Point annotation records:
'''
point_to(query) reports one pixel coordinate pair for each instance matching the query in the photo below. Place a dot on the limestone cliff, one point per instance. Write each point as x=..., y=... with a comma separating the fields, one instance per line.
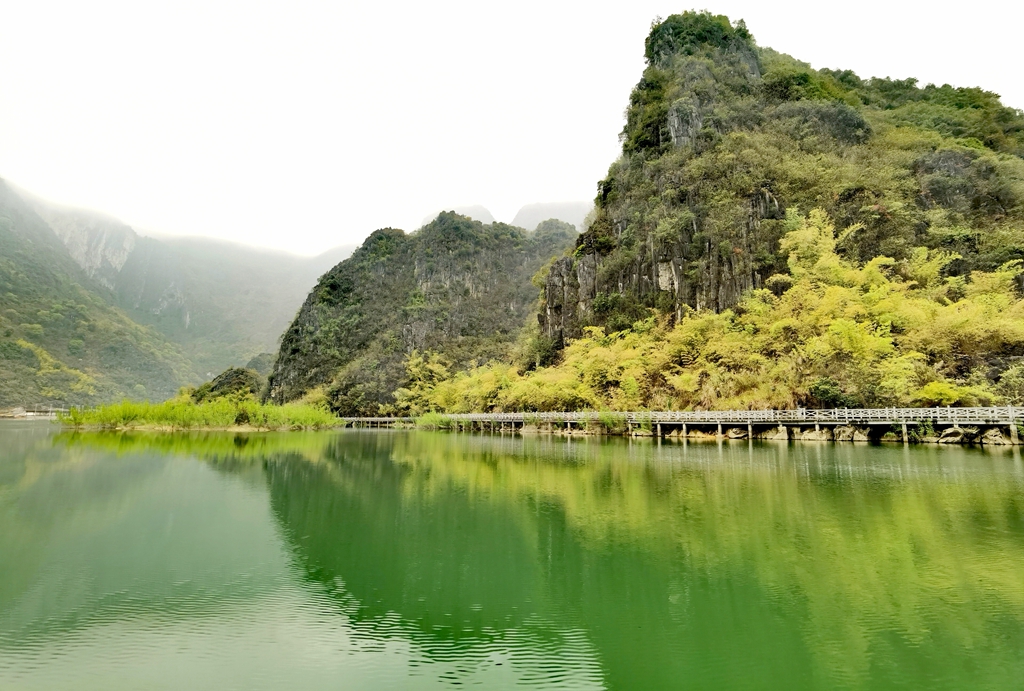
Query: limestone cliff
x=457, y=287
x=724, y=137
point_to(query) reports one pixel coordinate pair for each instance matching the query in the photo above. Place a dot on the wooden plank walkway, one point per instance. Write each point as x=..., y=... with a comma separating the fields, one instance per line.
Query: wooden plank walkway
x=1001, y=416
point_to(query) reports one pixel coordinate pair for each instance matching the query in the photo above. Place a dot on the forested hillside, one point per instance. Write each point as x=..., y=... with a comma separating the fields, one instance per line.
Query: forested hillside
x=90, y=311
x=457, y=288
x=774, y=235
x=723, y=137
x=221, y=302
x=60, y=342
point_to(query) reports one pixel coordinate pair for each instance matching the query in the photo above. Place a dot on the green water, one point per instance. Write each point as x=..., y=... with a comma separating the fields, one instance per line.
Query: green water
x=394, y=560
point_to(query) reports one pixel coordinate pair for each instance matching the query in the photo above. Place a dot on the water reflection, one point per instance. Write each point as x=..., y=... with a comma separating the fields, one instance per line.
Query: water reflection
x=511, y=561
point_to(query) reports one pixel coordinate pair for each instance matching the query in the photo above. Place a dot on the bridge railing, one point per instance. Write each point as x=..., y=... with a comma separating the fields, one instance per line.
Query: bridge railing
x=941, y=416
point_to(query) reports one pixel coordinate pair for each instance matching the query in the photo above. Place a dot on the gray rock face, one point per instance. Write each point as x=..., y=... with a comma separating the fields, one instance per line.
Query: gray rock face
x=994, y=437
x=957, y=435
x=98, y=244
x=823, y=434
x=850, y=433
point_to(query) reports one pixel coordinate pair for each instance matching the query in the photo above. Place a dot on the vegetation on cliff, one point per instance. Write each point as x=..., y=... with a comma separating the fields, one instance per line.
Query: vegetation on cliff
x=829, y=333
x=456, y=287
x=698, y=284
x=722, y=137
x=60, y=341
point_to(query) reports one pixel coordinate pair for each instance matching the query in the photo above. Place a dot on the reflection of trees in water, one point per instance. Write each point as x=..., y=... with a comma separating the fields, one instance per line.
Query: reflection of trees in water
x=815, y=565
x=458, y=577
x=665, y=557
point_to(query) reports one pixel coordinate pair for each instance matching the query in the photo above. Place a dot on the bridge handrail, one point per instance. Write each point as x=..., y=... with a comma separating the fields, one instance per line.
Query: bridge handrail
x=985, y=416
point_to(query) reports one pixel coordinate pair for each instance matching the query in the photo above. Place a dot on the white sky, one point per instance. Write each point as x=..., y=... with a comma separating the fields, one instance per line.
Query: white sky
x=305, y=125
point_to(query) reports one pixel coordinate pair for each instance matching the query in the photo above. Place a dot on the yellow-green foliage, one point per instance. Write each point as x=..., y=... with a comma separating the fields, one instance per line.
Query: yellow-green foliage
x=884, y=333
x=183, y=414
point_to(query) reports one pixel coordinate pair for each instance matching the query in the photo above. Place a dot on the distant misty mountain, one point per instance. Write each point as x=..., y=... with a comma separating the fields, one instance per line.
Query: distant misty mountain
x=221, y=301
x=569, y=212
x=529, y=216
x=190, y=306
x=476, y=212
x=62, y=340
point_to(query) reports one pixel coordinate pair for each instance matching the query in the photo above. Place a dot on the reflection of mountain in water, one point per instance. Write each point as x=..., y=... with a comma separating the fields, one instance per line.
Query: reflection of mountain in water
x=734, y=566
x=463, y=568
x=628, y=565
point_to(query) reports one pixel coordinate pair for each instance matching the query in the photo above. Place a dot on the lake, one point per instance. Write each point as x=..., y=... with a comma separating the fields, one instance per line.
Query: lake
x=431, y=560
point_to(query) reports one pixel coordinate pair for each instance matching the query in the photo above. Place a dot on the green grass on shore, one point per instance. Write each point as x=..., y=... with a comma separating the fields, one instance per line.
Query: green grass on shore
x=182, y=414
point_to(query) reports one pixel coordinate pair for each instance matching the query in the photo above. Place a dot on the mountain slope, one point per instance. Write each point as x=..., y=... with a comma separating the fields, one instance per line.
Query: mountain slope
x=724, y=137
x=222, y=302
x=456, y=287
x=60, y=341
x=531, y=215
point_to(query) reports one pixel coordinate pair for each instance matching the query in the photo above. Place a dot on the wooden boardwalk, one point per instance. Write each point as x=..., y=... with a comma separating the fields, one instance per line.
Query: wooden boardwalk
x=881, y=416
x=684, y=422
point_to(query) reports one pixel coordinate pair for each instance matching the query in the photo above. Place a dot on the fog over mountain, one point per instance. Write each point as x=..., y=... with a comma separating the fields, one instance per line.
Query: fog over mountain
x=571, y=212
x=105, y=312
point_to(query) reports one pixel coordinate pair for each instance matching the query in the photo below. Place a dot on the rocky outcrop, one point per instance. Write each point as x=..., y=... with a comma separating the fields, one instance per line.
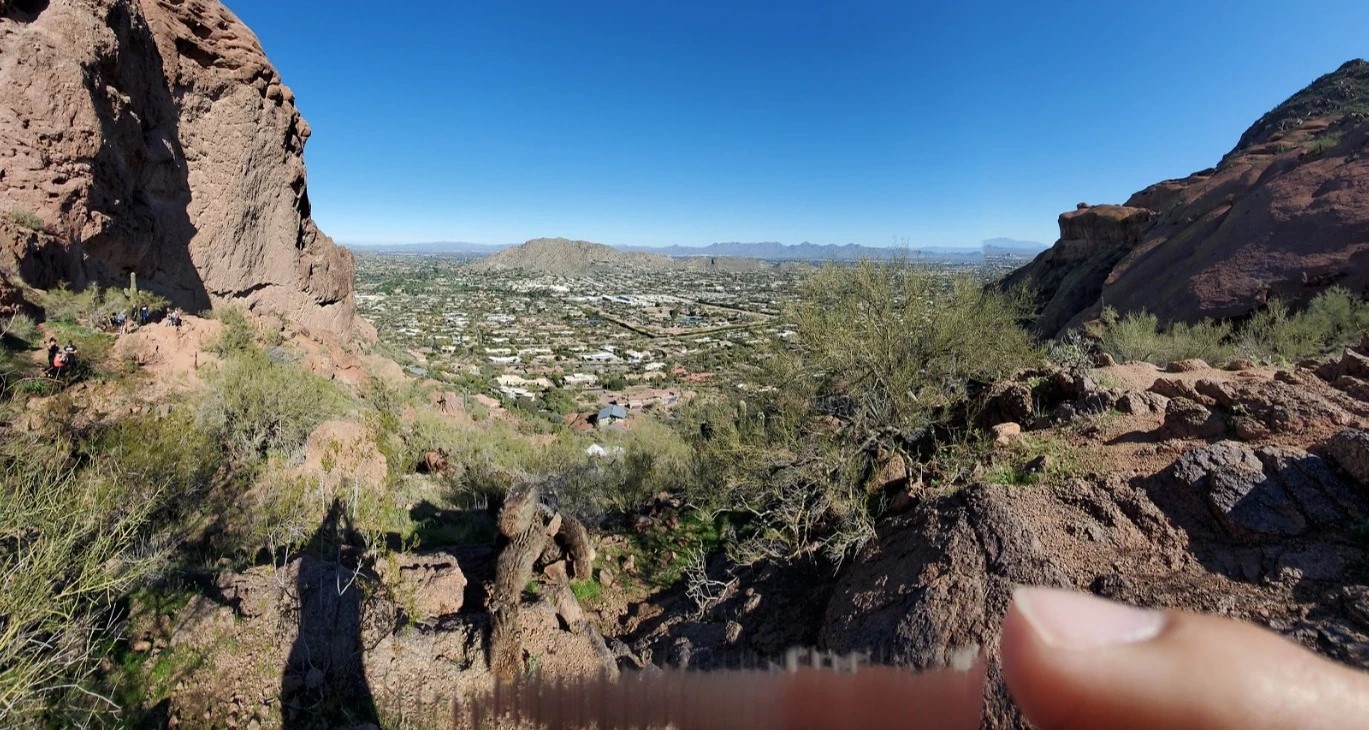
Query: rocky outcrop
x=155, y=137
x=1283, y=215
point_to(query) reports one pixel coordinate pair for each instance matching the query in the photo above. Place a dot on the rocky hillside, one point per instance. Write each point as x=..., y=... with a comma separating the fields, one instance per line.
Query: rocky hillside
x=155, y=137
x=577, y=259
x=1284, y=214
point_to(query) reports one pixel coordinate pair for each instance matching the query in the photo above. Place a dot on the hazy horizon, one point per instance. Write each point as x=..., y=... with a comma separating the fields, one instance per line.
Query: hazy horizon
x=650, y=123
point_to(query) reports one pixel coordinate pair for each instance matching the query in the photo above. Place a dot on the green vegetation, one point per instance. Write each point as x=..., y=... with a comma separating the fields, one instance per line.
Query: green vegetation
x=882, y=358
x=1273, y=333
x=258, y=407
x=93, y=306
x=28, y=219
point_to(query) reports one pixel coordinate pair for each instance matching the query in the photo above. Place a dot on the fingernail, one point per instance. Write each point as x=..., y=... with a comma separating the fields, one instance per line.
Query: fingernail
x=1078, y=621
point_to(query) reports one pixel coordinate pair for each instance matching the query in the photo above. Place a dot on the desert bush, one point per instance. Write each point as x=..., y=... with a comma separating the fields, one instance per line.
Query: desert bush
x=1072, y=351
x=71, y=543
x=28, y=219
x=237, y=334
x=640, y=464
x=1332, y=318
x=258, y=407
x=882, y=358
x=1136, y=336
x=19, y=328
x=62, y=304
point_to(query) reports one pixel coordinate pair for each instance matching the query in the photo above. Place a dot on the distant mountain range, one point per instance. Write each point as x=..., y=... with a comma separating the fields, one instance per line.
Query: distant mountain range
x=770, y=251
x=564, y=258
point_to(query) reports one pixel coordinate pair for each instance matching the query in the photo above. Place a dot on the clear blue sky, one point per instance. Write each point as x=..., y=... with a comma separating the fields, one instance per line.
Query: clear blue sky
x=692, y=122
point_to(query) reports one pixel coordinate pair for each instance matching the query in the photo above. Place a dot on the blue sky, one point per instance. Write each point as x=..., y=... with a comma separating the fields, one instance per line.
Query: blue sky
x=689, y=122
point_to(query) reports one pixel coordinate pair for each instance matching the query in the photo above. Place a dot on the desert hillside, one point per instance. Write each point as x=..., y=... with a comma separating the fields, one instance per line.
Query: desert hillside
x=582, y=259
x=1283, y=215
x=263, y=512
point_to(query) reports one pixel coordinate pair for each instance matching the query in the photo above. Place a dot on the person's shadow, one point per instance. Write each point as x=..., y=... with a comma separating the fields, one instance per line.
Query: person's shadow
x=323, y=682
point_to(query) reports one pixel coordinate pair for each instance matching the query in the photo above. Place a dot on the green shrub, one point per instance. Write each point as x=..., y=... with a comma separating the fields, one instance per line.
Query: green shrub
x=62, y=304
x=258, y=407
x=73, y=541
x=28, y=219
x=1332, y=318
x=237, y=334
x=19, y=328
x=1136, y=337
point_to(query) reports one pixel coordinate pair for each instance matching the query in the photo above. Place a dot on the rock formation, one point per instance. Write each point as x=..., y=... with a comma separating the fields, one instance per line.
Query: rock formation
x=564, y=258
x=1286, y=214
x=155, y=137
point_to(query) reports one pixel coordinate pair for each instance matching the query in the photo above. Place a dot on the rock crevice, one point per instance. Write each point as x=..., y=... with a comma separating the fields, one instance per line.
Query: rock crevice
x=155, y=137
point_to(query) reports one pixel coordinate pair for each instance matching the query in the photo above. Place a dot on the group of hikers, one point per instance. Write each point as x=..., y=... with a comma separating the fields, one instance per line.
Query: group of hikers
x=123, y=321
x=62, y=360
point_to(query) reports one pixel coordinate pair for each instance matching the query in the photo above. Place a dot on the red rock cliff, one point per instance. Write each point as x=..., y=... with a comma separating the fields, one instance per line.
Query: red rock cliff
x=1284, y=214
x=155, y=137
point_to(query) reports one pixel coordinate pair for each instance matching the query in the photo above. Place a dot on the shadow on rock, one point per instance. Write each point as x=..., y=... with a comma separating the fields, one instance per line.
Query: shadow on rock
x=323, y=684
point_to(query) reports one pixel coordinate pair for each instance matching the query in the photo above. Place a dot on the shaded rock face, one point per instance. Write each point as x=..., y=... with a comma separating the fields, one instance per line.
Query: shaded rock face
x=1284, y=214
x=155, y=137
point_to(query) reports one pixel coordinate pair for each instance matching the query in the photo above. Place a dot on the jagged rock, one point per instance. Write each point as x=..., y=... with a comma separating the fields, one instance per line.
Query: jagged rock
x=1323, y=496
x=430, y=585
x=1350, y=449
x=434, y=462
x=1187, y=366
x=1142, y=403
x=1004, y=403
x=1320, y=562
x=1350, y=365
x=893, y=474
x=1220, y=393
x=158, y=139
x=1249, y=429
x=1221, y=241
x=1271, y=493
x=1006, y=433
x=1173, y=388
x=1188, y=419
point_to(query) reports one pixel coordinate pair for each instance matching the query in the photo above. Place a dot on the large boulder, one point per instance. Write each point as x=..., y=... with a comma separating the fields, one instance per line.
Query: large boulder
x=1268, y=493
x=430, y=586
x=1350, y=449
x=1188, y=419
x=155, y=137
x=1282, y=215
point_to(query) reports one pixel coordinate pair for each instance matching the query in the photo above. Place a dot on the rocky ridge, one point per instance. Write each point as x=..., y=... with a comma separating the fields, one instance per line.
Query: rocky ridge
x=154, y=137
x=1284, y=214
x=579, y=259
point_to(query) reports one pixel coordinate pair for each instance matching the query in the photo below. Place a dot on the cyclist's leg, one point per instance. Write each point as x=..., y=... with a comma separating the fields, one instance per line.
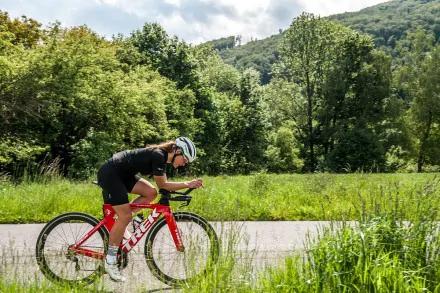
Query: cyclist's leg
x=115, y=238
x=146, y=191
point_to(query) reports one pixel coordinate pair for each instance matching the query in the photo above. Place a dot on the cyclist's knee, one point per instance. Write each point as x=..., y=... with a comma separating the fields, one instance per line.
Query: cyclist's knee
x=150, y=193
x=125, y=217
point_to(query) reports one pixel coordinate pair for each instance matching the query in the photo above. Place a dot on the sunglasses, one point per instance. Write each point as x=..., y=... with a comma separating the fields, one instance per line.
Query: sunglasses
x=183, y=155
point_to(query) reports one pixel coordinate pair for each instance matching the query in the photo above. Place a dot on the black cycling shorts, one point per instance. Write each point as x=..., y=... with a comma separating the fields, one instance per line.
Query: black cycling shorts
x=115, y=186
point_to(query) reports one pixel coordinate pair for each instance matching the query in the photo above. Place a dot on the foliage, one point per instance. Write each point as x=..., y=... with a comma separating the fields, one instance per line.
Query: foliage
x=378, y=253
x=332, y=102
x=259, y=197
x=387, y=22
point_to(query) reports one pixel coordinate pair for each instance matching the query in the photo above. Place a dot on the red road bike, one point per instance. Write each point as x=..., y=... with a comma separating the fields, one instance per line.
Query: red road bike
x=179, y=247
'''
» **Short problem**
Write out the items from the start through the line containing "x=60, y=342", requests included, scaling every pixel coordinate in the answers by 1.45 and rounding to whole numbers with halves rounded up. Leave out the pictures.

» **Finished exercise**
point_to(query) reports one pixel coordinate pair for each instance matching the query in the photo below. Place a dot on the limestone cliff, one point per instance. Write each point as x=..., y=... with a comma separating the fields, one instance per line.
Query: limestone cliff
x=663, y=416
x=1050, y=199
point_to(query) reports one pixel coordinate pair for each instance matching the query in the photo above. Place a dot on the wooden plank walkway, one point per instance. Write each point as x=..., y=... with a comma separating the fields, one instance per line.
Query: wooden plank walkway
x=1451, y=603
point_to(query) reports one pixel coordinate pair for each instance matching the query in the photo above. Place a dot on the forested hillside, one point per instance. Write each point as x=..., y=... with a comma separating the fields, one instance per line.
Query: forested hillside
x=131, y=451
x=663, y=418
x=1122, y=341
x=1048, y=199
x=320, y=438
x=87, y=496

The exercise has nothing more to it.